## Lista de tarefas
#1 Quais são os aspectos essenciais que, segundo o texto sobre o ensino de História, fazem parte da reformulação pela qual esse ensino passa no Brasil? Cite todos.
#2 Escreva a continuação do texto sobre o ensino de História, começando logo depois da última frase.

## Trecho selecionado
====

Atualmente o ensino de História no Brasil passa por um amplo processo de reformulação, que inclui aspectos essenciais como o conteúdo, metodologias, teorias e a própria formação de professores. Com certeza do ponto de vista das ciências, a História é uma disciplina muito dinâmica que caracteriza-se por uma constante atualização com inclusão de novos saberes e conhecimentos adquiridos pelas pesquisas mais recentes ocorridas no transcorrer do tempo e não é de hoje que os professores, como eu, em sala de aula veem-se na posição de ter que ensinar aquilo que não aprenderam em sua instrução acadêmica. Mas para além dessa peculiaridade prática que afeta o exercício da profissão de professor de história, as atuais mudanças ocorrem dentro de um processo mais amplo de reformulação da educação brasileira como um todo. Iniciada com a aprovação da Lei de Diretrizes e Bases da Educação (LDB) em 1996, essa trajetória passou pela adoção das concepções genéricas de habilidades e competências em substituição aos antigos conteúdos que compunham os tradicionais programas vestibulares e continuam figurando nos sumários dos livros didáticos. Esse mesmo processo de mudanças criou o Exame Nacional do Ensino Médio (ENEM) e o transformou em instrumento de seleção e aprovação para o ingresso na educação superior. Por fim dentro dessa nova organização da educação, chegamos a aprovação (entre outras) da lei 10.639/2003 que inclui nos currículos escolares a obrigatoriedade do ensino da história e da cultura afro-brasileira.
O estabelecimento da obrigatoriedade do ensino da história africana nas redes de educação básica, parte de duas justificativas básicas: Em primeiro lugar o reconhecimento da importância e das fortes influências das culturas africanas na constituição do mundo globalizado contemporâneo, em especial na formação da cultura brasileira. E em segundo lugar no reconhecimento da negligenciação histórica com que se tratou o continente africano e os povos que o habitam e habitaram. O ilustre filósofo alemão Wilhelm Friedrich Hegel, que muito bem formulou e teorizou sobre o método dialético de compreensão da realidade, cometeu uma burrada homérica ao afirmar que “a África não tinha história” (ele chegou a ir mais longe nessa burrada e afirmou também que os africanos não podiam ser educados). Mas Hegel não estava sozinho em seu tempo. Muitos outros especialistas europeus sustentavam que os povos da África não podiam ser objeto de estudo científico, notadamente pela ausência de fontes e documentos escritos de sua história.
A ignorância é mãe de muitos preconceitos. Não é por que você nunca viu uma coisa, ou simplesmente a desconhece, que ela não existe. De fato a História da África tem despertado maior interesse e se desenvolvido nos continentes europeu e americano, muito recentemente e foi pela maior parte do tempo desconhecida dos filósofos, pensadores e pesquisadores desse “mundo ocidental”, que inseridos numa cultura marcadamente judaico-cristã e influenciados por conhecidos textos bíblicos, concluíram que ruínas descobertas no oriente médio eram evidências de que o Jardim do Éden estava localizado onde hoje é o Iraque e que portanto foi ali que surgiu, por vontade divina, a humanidade e o que se pode chamar de civilização. Na verdade estudos paleontológicos e arqueológicos mais atuais, ressaltam a África como "berço da humanidade".

====

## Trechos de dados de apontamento
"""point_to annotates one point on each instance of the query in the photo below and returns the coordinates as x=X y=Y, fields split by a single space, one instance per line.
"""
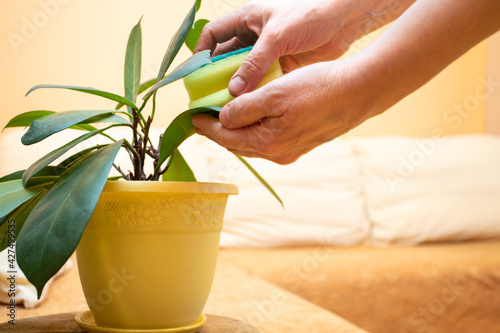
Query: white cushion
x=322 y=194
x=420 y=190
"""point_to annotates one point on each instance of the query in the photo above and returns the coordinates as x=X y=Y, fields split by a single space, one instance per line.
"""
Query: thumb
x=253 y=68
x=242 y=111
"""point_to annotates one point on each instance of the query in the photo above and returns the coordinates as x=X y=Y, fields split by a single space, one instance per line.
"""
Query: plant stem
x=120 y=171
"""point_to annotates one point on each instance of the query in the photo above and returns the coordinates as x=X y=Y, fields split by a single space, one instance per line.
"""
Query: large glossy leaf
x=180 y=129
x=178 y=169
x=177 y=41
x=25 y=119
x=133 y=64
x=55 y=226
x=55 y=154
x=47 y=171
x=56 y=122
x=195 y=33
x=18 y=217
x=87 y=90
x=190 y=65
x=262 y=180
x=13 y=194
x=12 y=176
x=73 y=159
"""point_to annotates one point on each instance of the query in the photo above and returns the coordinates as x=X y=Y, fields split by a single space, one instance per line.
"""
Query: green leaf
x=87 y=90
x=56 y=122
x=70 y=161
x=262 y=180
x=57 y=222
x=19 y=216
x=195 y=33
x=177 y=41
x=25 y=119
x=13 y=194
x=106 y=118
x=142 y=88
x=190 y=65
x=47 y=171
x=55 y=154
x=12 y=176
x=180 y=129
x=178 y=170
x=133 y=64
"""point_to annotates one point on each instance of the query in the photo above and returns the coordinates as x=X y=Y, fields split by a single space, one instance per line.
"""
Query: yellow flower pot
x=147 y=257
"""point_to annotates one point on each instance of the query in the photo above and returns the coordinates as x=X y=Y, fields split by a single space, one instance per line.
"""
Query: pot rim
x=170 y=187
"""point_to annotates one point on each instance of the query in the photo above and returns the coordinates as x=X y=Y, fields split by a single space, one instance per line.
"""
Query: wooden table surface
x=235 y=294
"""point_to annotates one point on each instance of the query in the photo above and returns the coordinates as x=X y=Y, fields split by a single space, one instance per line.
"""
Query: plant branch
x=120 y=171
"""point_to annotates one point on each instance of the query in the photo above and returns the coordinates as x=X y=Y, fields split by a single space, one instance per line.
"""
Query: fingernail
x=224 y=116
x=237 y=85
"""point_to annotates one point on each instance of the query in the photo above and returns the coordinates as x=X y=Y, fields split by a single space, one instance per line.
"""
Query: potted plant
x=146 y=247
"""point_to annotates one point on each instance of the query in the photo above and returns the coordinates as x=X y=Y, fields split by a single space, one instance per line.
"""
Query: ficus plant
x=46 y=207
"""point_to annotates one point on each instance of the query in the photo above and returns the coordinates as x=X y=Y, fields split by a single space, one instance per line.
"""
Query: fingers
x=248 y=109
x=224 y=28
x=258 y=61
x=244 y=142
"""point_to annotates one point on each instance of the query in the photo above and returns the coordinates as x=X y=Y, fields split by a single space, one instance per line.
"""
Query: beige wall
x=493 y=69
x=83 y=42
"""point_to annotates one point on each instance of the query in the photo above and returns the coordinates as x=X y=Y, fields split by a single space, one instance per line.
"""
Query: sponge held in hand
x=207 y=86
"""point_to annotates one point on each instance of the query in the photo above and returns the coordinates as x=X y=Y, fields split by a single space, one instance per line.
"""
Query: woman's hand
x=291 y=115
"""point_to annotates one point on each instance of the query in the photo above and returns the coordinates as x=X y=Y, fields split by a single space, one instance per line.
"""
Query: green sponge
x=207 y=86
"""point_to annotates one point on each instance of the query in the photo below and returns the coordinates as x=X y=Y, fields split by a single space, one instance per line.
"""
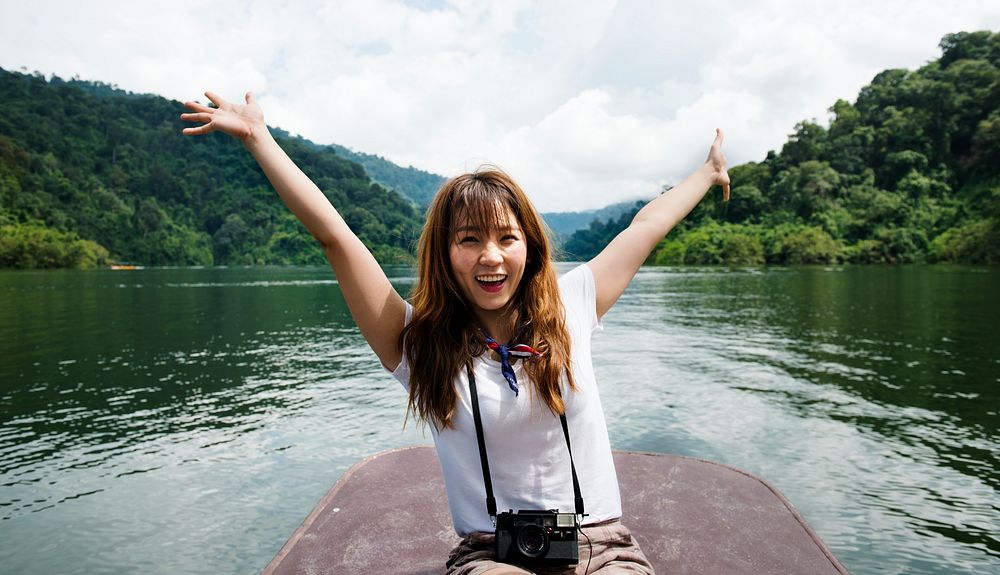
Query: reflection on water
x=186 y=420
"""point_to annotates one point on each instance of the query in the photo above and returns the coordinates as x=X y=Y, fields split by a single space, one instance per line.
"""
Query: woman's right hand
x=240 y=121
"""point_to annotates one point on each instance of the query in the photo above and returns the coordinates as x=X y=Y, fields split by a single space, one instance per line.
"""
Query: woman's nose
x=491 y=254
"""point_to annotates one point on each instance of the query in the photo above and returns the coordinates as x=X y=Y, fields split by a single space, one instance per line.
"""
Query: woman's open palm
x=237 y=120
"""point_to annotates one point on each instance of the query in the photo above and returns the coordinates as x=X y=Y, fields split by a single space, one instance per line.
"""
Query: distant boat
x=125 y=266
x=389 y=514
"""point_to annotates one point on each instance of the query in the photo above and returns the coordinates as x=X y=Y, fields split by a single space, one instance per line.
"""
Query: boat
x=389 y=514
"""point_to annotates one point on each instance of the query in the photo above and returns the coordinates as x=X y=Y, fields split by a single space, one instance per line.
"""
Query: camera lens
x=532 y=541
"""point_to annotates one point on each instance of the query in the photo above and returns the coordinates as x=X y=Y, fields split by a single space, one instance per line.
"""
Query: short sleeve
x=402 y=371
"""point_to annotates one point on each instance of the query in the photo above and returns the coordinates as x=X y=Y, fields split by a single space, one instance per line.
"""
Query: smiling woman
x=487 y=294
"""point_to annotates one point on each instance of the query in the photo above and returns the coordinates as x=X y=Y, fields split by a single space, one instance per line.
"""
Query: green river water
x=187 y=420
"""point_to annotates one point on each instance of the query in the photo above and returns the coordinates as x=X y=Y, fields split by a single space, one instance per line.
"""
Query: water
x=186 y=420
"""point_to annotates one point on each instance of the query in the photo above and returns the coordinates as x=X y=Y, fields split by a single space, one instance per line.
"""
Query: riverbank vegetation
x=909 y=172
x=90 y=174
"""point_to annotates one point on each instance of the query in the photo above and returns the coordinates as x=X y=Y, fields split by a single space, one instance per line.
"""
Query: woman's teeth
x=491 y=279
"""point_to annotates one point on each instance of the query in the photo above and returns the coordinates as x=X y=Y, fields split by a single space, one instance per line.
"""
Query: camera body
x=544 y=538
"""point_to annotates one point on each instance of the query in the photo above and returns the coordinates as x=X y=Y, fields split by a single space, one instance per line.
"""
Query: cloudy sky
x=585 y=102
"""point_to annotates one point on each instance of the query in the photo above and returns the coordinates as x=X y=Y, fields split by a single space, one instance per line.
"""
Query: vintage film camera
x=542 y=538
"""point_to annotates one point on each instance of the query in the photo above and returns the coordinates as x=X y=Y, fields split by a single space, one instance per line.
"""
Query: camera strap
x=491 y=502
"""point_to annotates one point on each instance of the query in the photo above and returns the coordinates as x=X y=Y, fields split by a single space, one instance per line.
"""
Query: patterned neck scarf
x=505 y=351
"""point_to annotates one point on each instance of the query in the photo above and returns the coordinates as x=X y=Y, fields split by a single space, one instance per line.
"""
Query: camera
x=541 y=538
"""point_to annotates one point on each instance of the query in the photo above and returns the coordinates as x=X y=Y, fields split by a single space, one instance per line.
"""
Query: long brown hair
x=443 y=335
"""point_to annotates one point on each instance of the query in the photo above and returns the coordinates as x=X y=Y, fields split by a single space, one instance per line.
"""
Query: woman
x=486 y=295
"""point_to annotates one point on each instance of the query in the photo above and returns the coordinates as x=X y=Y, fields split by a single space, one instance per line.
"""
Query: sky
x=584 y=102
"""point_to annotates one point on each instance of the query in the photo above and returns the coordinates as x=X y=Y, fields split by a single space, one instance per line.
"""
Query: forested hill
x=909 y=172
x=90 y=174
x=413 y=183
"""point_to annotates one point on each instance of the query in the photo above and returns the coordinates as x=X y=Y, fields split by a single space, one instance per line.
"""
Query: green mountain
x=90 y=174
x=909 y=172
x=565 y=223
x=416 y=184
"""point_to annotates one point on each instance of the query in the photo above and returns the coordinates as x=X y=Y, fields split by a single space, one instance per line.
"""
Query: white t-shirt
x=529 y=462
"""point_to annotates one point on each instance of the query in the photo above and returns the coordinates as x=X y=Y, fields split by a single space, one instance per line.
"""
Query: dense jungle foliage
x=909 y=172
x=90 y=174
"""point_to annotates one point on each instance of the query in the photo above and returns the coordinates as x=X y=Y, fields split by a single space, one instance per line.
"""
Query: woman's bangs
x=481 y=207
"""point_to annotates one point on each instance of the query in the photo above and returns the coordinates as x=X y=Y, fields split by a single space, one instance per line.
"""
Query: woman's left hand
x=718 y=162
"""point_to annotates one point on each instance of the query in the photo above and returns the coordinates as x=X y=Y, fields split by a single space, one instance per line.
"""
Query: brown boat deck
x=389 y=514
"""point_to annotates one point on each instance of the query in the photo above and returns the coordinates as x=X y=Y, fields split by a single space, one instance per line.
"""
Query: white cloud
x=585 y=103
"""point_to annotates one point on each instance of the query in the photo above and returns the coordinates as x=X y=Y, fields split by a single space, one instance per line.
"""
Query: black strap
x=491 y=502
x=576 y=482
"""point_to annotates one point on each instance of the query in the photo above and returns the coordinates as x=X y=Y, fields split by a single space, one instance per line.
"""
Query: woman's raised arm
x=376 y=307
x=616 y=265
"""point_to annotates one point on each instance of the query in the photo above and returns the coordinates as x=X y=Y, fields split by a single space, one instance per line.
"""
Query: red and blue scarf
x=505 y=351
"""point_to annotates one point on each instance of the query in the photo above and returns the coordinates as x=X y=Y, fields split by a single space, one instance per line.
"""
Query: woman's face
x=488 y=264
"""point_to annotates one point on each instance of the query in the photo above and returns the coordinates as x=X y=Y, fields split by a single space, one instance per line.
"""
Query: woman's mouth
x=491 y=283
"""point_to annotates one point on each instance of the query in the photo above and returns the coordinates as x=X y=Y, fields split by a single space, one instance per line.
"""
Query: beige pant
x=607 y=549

====

## Respostas do exercício
#1 O conteúdo, as metodologias, as teorias e a própria formação de professores.

#2
O fato é que até as grandes navegações europeias do século XV e XVI, os europeus (que criaram no século XVII e XVIII a ciência como a conhecemos hoje) tinham contato apenas com a região do norte do continente africano, banhada pelo Mar Mediterrâneo que os tocava mutuamente. Esse pequeno norte africano separado do imenso sul pelo maior deserto do mundo o Saara é que foi chamado primeiramente de África, ou especificamente de província da áfrica, pelos romanos (talvez a origem seja o termo do latim áprica, que significa ensolarada). Essa África do norte, onde ficava o Egito antigo, ao oriente e a próspera Cartago, ao centro, desde a antiguidade, esteve exposta e sujeita aos povos indo europeus (brancos) que a colonizaram e conquistaram em constantes e sucessivas ondas, até “branquearem” sua população e converterem suas crenças. O sul do Saara era chamado genericamente de Etiópia ou Sudão (terra dos homens negros), um território simplesmente desconhecido, principalmente para os Europeus. Os árabes, navegando pelo Mar Vermelho, puderam conhecer (e em boa parte converter) a costa oeste do continente e as regiões ao sul do Saara, bem antes dos europeus.
Afora os Hicsos e os Persas, que vieram da Ásia e conquistaram o Egito antes dos europeus, foram os árabes que penetraram mais profundamente na África e puderam além de conhecer melhor e com mais exatidão toda a complexidade da vida naquele continente, marcar a a cultura e a história africana. São considerados os primeiros historiadores da África os islâmicos Ibn Khaldoun e Ibn Battuta, que além da tradicional peregrinação, de suas cidades natais em Túnis (atual Tunísia) e Tânger (atual Marrocos) respectivamente até Meca, realizaram viagens pela África e fora dela, deixando ambos, importantes relatos com observações sobre o que viram e presenciaram.
Os escritos de Ibn Khaldoun e Ibn Battuta, foram conhecidos pelos pensadores árabes antes de serem conhecidos pelos pensadores europeus, cujos cartógrafos dos séculos XV escreviam simplesmente em seus mapas da África a expressão “ibi sunt leones” (em latim: ai existem leões). De certo modo a expressão latina revelava um álibi para sua ignorância sobre aqueles lugares. Estava clara a mensagem, era uma região selvagem e perigosa. Mas navegando pelas beiradas os europeus acabaram descobrindo que além de leões, havia nesses lugares muito mais. Havia sal, marfim, metais, havia o ouro e haviam escravos. Foi o que precisava para se interessarem mais pelo lugar. Pelas riquezas materiais e pelas possibilidades de negócio para a burguesia é certo. O povo e sua história continuariam, se ainda não continuam, sendo desconsiderados. É hora do ocidente começar a se redimir frente a ignorância e aos preconceitos em relação a África.